=== Text shown ===

The regulatory, third-party, and custom lists Altana screens your supply chain against — more than 180 in all.

Most exposure work starts with a list. A regulator publishes a roster of restricted parties; a customs authority issues a forced-labor detention order; an export-control agency names entities subject to additional licensing; a multilateral bank debars a contractor for fraud. List-based exposure is the family of exposures Altana surfaces when a company, facility, or shipment in your supply chain matches a recognized list. Every match is anchored to the source list, the issuing authority, and the date the entry was added — so you can show your work to a regulator or an auditor.

Altana maintains a broad, continuously refreshed catalog of these lists. It spans four kinds of source:

  • Government regulatory lists — sanctions programs, export-control rosters, forced-labor designations, debarment lists, and similar, published by national and multilateral authorities.
  • Licensed third-party risk intelligence — curated risk datasets and corporate-affiliation lists from established risk-data providers, available where your deployment is licensed for them.
  • Altana-derived lists — proprietary lists Altana produces, such as geographic geofences and model-derived risk lists (for example, transshipment-risk lists).
  • Custom lists — lists built to your requirements, including lists derived from news and NGO reporting and lists built by graph propagation from a seed set you define.
Altana's exposure-list catalog spans more than 180 lists across these four kinds of source. Which lists are active in your environment depends on your configuration and your licensing — an individual deployment typically screens against the subset relevant to its programs. The appendix below catalogs representative lists by category.

===

== Tasks to perform ==
(1) Write out the stretch of the text on Altana's screening lists from "Altana's exposure-list catalog" through "lists by category.".
(2) Pick up the text on Altana's screening lists after its final sentence and continue it.

=== Data excerpt ===

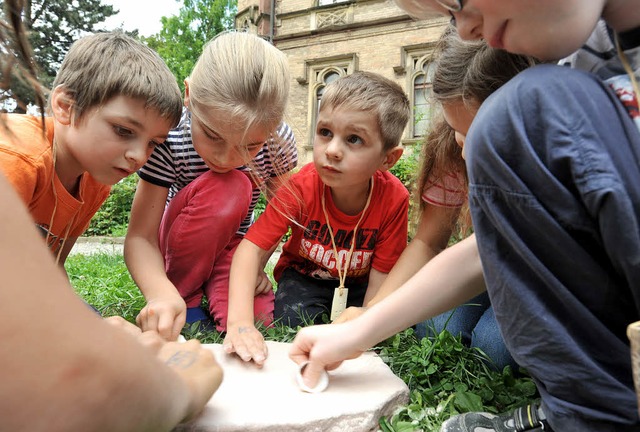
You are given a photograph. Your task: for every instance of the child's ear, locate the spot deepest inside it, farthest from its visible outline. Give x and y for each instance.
(61, 105)
(391, 157)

===

== Responses by task ==
(1)
Altana's exposure-list catalog spans more than 180 lists across these four kinds of source. Which lists are active in your environment depends on your configuration and your licensing — an individual deployment typically screens against the subset relevant to its programs. The appendix below catalogs representative lists by category.

(2)
How a list matches your supply chain

Lists reach the supply chain graph in one of two ways, and it helps to know which kind you are looking at.

Entity-driven lists are built around a set of named risk entities — specific companies, individuals, or vessels known to represent the concern. Altana compares those named entities against the companies and facilities in the graph using entity resolution, so a match holds even when names, transliterations, and addresses don't line up exactly. Most regulatory lists — sanctions rosters, the export-control entity lists, debarment lists — are entity-driven.

Model-driven lists have no named entities to resolve. Instead, membership is the output of a model run over the graph: an entity is a member because the model includes it, not because its name matched a roster. The model can be simple or sophisticated. A simple model is little more than a rule — for example, "any company that operates a facility in a specific region," such as Russia or the Xinjiang Uyghur Autonomous Region. A sophisticated model produces a learned judgment — for example, the likelihood that a company is engaged in illicit narcotics synthesis and distribution, scored from the patterns Altana can observe across the network. Geofences sit at the simple end; transshipment-risk and narcotics-risk lists sit at the sophisticated end. In every case the list carries the same provenance and flows through the same review workflow as a regulatory list, and model-driven flags are surfaced with confidence and explanation so you can weigh them before acting.

Issuing authorities and categories

The issuing authority is the government body, regulator, multilateral institution, or data provider that publishes a list — OFAC for the SDN programs, BIS for the Entity List, the EU for its consolidated sanctions list, the UN for Security Council designations, a customs authority for forced-labor detentions. Every list match carries its issuing authority so you can trace the flag back to the public source.

Altana groups lists into exposure categories that organize them by the kind of restriction they enforce. The categories let you tune importance and routing at the kind-of-risk level rather than list by list:

  • Broad sanctions — wide-scope blocking programs (OFAC SDN, EU and UK consolidated lists, UN designations).
  • Financial sanctions — targeted financial restrictions short of full blocking (sectoral sanctions, correspondent-account restrictions).
  • Export controls — license requirements and denials for controlled goods, software, and technology.
  • Forced labor — forced-labor entity lists, detention orders, and region-based presumptions.
  • Terrorism — designated terrorist organizations and individuals.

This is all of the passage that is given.